* _SUPPLIED PASSAGE_:
╔══

# ADA Aquasoil problems



## Chizpa305

Hi I set up a new tank half a month ago with the aquasoil substrate and the power sand. I have been making regular water changes as was indicated here. Now there are two problems with the water:

Number one the water tends to take a pale yellow coloration like tea. (I have seen many other people with this problem too, so it doesn't bothers me much)

Nuber two, many bubbles appear on the surface of the water even after a few hours after water change. These bubbles are like those formed in fermentation. (I don't have anything in the tank except for the substrate with some foreground plants only; no fish or any other thing)

If you have any knowledge about what might be causing this, please let me know what it is and what can I do to eliminate the problem. I could post some pictures latter so that you can see how it looks like.
Thanks.


----------



## Tex Gal

Was your ADA AquaSoil new? Do the bubbles carry any smell? The bubbles could just be from your water change. There can be alot of gas in our tap water. That's why the tank looks like it's pearling after a water change.

ADA A.S. has peat in it. At least the Amazonia does. That is why your water looks pale yellow. That will stop. You can insert some activated charcoal into your filter and it will clear it out.

╚══

In the ADA Aquasoil thread, what does the reply give as the reason the water looks pale yellow?

* _GIVEN ENTRIES_:
╔══

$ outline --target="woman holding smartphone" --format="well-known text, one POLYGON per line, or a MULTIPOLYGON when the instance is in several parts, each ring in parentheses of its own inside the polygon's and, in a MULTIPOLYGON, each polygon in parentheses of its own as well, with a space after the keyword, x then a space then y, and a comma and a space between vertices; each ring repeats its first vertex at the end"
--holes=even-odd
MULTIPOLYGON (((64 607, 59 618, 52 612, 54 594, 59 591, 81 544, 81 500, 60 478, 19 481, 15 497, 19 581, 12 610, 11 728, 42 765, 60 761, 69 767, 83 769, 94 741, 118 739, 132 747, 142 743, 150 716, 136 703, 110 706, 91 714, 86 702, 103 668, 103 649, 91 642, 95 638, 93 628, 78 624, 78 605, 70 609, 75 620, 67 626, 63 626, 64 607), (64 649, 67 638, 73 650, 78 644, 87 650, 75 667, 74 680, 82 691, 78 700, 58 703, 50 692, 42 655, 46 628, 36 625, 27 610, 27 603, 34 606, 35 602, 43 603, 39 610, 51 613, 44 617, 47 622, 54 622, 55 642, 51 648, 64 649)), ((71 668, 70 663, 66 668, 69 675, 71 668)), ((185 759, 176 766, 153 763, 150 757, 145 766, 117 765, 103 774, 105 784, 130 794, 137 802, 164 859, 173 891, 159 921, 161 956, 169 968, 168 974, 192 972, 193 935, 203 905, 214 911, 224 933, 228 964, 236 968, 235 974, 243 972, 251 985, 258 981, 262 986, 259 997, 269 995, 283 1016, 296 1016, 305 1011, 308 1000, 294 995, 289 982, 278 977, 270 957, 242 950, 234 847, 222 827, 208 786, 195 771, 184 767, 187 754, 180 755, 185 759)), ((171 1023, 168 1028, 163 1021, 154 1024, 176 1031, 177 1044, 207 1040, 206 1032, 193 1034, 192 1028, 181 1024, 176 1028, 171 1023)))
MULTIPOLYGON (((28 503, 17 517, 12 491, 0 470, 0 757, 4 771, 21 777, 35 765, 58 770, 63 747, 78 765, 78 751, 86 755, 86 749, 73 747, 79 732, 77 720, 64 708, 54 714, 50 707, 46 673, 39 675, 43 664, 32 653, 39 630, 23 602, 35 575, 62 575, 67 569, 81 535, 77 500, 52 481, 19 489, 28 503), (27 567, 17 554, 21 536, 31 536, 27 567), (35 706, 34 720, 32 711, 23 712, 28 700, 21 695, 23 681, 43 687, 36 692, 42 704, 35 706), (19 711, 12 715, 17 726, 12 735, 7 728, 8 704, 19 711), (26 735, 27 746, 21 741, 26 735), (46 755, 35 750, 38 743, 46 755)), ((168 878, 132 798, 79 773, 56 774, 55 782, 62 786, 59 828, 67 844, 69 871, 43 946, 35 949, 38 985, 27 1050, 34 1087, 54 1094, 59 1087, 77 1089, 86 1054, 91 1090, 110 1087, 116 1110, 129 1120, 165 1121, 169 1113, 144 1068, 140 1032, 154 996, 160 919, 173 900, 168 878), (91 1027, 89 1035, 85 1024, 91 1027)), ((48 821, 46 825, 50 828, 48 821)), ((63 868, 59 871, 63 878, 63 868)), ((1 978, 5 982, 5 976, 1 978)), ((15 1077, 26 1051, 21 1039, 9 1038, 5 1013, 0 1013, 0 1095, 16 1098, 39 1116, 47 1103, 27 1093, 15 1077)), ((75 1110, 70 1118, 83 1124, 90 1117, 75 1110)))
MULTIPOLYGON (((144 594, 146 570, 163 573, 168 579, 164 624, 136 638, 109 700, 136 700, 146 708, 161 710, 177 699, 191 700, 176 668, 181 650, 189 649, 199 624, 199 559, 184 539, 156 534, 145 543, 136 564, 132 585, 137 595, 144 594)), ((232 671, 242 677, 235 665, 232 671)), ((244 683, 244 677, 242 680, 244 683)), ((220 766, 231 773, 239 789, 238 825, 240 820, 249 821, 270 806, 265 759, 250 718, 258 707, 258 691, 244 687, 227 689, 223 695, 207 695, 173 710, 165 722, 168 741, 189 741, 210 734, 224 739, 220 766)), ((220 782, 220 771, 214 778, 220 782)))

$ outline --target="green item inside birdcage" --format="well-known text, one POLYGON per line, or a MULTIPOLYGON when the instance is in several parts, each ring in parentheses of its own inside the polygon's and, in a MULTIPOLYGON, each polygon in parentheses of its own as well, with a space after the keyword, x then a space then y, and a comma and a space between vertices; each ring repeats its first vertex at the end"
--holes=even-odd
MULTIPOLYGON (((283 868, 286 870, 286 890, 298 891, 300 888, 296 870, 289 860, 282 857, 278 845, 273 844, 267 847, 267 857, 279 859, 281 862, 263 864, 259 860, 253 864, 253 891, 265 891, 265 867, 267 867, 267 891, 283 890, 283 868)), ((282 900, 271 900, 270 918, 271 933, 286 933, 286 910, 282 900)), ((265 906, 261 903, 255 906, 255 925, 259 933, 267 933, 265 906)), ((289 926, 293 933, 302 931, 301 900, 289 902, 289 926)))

╚══

* _WRITTEN SOLUTION_: The AquaSoil (at least the Amazonia) has peat in it.